> [ASSIGNMENT] Copy out the listing below so that each line matches exactly.

■ ■ ■ ■ ■

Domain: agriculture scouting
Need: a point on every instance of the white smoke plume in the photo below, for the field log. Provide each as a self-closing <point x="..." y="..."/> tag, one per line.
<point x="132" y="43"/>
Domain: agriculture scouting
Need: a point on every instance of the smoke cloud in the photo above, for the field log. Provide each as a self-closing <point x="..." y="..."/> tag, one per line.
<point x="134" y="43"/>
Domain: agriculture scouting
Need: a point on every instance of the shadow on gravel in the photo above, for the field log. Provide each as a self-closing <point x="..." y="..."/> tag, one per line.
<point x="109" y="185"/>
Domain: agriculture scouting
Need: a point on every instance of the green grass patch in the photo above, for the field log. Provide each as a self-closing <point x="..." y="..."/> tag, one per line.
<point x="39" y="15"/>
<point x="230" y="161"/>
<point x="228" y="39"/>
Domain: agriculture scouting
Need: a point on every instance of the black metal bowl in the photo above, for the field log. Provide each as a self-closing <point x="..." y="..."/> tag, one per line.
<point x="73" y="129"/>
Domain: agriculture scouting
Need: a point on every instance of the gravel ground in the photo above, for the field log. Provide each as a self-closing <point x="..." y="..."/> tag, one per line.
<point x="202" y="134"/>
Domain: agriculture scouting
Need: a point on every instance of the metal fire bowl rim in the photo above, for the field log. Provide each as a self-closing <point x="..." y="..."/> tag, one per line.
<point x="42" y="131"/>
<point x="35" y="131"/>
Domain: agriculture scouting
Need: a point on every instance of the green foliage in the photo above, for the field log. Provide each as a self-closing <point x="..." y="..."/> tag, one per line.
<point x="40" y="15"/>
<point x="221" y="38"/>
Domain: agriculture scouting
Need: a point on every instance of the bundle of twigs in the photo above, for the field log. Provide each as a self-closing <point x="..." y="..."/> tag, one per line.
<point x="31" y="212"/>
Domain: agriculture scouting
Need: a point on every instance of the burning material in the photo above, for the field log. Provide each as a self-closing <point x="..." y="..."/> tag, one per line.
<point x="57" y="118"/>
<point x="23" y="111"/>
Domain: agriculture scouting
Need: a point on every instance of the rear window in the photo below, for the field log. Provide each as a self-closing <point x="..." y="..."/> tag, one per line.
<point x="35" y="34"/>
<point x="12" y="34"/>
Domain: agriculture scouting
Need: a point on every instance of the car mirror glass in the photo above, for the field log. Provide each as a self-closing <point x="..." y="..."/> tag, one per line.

■ ■ ■ ■ ■

> [RESPONSE]
Domain: agriculture scouting
Need: a point on every instance of the white smoke plume in the photo below, for the field log. Provide each as a self-closing <point x="..." y="..."/> tag, one per line.
<point x="132" y="43"/>
Domain: agriculture scouting
Need: a point on every instance of the smoke cloud in the photo above, for the field log. Provide each as a self-closing <point x="..." y="..."/> tag, one per line.
<point x="134" y="43"/>
Domain: agriculture scouting
Need: a point on every instance of the shadow on gravel in the photo above, for the field log. Provide each as a self-closing <point x="..." y="..."/> tag, one per line.
<point x="109" y="185"/>
Domain: agriculture scouting
Need: a point on every instance of the green grass patch in the photo above, for the field log. Provide each as a self-closing <point x="..." y="..."/> tag, one per line.
<point x="39" y="15"/>
<point x="230" y="161"/>
<point x="228" y="39"/>
Domain: agriculture scouting
Need: a point on every instance of the black metal bowl in the photo above, for the field log. Provide each as a self-closing <point x="..." y="..."/> tag, one per line.
<point x="73" y="129"/>
Domain: agriculture scouting
Need: a point on every instance of the gravel ground in the photo above, for the field log. Provide each as a self-closing <point x="..." y="..."/> tag, one per line.
<point x="202" y="134"/>
Domain: agriculture scouting
Need: a point on every instance of the metal fire bowl rim in the photo above, for the field log. Provide each as a self-closing <point x="..." y="..."/> tag, one per line.
<point x="42" y="131"/>
<point x="35" y="131"/>
Domain: agriculture scouting
Need: a point on every instance of the green foliage in the photo above, for the field log. Provide each as a self-closing <point x="..." y="..."/> tag, one per line.
<point x="40" y="15"/>
<point x="221" y="38"/>
Domain: agriculture scouting
Need: a point on every instance of the bundle of twigs in the photo above, for the field log. Provide each as a self-closing <point x="..." y="..."/> tag, one per line.
<point x="31" y="212"/>
Domain: agriculture scouting
Need: a point on every instance of the burning material in the photo above, for the field log. Provide each as a self-closing <point x="..." y="..."/> tag, one per line.
<point x="57" y="118"/>
<point x="23" y="111"/>
Domain: agriculture scouting
Need: a point on every instance of the rear window in the photo below, for the field log. Provide each as a self-closing <point x="..." y="..."/> tag, one per line.
<point x="35" y="34"/>
<point x="12" y="34"/>
Domain: agriculture scouting
Need: a point on every instance of the car mirror glass in the photo above, for the field log. Provide each as a self-closing <point x="..." y="..."/> tag, one per line.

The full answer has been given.